EXCERPTED PASSAGE.

-- Start --

DFlash-specific parser defaults:

Situation	Effective behavior
`--spec-type dflash` and no `--spec-draft-ctx-size`	Bee sets draft context to `256`.
`--spec-type dflash` and no explicit `-b`	Bee keeps the upstream target batch default, currently `2048`.
`--spec-type dflash` and no explicit `-ub`	Bee keeps the upstream target microbatch default, currently `512`.
You pass explicit `-b` or `-ub`	Bee keeps your values.

DFlash no longer lowers the target batch defaults at parse time. If memory is tight, lower -b or -ub explicitly after measuring the model, context, KV type, and draft placement.

KV Cache Precision

K and V cache precision are independent:

--cache-type-k turbo4 --cache-type-v turbo3_tcq
--cache-type-k q8_0   --cache-type-v turbo3_tcq
--cache-type-k f16    --cache-type-v f16

Accepted KV cache type names in the current parser include:

Family	Values
Floating	`f32`, `f16`, `bf16`
Upstream quantized	`q8_0`, `q4_0`, `q4_1`, `iq4_nl`, `q5_0`, `q5_1`
Bee/Turbo lineage	`turbo2`, `turbo3`, `turbo4`, `turbo2_tcq`, `turbo3_tcq`

Bee fork cache storage:

Type	Storage	Best first use
`turbo4`	`4.125` bpv	Strong first compressed K-cache candidate.
`turbo3`	`3.125` bpv	More compression than `turbo4`; uses `QK_TURBO3 = 128` in Bee.
`turbo2`	`2.125` bpv	Stronger compression, higher quality risk.
`turbo3_tcq`	`3.25` bpv	TCQ path, commonly useful for V in Bee experiments.
`turbo2_tcq`	`2.25` bpv	Most compressed TCQ path; verify carefully.

For current long-context Qwen and Gemma DFlash serving, the common asymmetric choice is:

--cache-type-k q5_0 --cache-type-v q4_0

Do not assume enum compatibility with TheTom's public TurboQuant fork. Bee uses the buun enum order for Turbo/TCQ cache types while keeping a 128-value turbo3 block. Bee keeps TCQ cache IDs at 45 and 46; Tom's TQ3_1S and TQ4_1S model weight formats use new GGML type IDs 47 and 48.

-- End --

DIRECTIONS.
(A) Per the excerpted passage, why shouldn't you assume enum compatibility with TheTom's public TurboQuant fork? Answer in one to three sentences.
(B) Please write out the excerpted passage between "--cache-type-k q5_0 --cache-type-v" and "IDs 47 and 48.", inclusive.

RECORDED INFORMATION.
-- Start --

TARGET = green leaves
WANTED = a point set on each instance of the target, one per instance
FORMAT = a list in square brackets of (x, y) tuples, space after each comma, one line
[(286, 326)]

-- End --

RESPONSES IN ORDER.
(A) Bee uses the buun enum order for its Turbo/TCQ cache types while keeping a 128-value turbo3 block. It also keeps its TCQ cache IDs at 45 and 46.

(B)
--cache-type-k q5_0 --cache-type-v q4_0

Do not assume enum compatibility with TheTom's public TurboQuant fork. Bee uses the buun enum order for Turbo/TCQ cache types while keeping a 128-value turbo3 block. Bee keeps TCQ cache IDs at 45 and 46; Tom's TQ3_1S and TQ4_1S model weight formats use new GGML type IDs 47 and 48.